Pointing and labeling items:
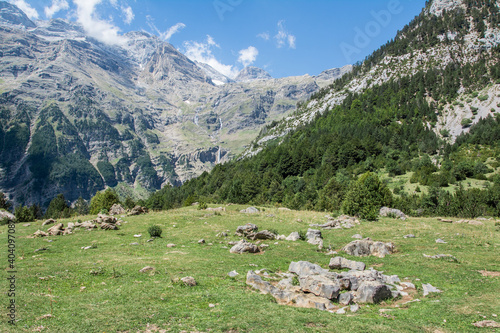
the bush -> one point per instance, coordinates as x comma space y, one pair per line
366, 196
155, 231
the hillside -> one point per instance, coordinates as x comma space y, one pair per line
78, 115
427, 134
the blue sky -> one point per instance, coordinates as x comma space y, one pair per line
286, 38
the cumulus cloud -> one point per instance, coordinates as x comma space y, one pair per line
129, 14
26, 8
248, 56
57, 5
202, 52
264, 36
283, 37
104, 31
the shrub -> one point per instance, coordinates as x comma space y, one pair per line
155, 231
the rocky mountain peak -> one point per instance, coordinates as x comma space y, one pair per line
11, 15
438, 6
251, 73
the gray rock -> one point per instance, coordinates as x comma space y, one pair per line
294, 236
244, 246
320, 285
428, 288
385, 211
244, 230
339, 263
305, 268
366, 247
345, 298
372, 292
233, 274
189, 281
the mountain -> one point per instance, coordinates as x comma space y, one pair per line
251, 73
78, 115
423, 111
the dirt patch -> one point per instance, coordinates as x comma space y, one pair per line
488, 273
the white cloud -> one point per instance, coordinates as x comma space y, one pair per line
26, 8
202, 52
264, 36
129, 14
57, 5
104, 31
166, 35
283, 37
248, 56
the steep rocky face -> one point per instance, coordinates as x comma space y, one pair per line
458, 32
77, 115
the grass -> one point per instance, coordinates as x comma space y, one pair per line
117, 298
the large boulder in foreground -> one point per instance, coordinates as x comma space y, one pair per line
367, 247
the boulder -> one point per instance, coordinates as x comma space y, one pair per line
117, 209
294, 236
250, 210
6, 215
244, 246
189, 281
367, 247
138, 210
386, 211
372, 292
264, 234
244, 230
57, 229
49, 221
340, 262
...
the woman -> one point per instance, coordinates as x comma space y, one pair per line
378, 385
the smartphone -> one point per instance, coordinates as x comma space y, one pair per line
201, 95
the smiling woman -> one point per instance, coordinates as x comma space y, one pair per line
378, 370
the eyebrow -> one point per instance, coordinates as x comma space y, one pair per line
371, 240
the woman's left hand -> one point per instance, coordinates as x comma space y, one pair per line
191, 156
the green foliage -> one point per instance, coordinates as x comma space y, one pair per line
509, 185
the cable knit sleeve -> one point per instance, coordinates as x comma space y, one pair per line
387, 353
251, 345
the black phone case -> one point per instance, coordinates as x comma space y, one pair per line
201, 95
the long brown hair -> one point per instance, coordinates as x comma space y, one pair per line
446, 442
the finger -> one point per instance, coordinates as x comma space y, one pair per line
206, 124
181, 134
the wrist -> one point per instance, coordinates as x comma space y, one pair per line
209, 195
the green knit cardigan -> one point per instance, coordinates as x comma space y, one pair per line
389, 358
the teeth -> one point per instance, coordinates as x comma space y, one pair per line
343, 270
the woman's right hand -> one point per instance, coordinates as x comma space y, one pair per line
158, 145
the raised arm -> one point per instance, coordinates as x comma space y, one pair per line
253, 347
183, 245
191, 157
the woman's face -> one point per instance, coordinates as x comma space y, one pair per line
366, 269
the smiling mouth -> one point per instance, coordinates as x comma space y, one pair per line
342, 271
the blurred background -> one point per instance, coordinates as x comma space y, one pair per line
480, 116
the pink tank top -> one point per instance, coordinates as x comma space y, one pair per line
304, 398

Written instruction: Show every line of the items that contains the word "knit", matching case exactly.

Exercise result:
the cable knit sleeve -> one point per instance, coordinates as x comma space y, one pair per line
the green knit cardigan -> one point per instance, coordinates as x comma space y, one pair per line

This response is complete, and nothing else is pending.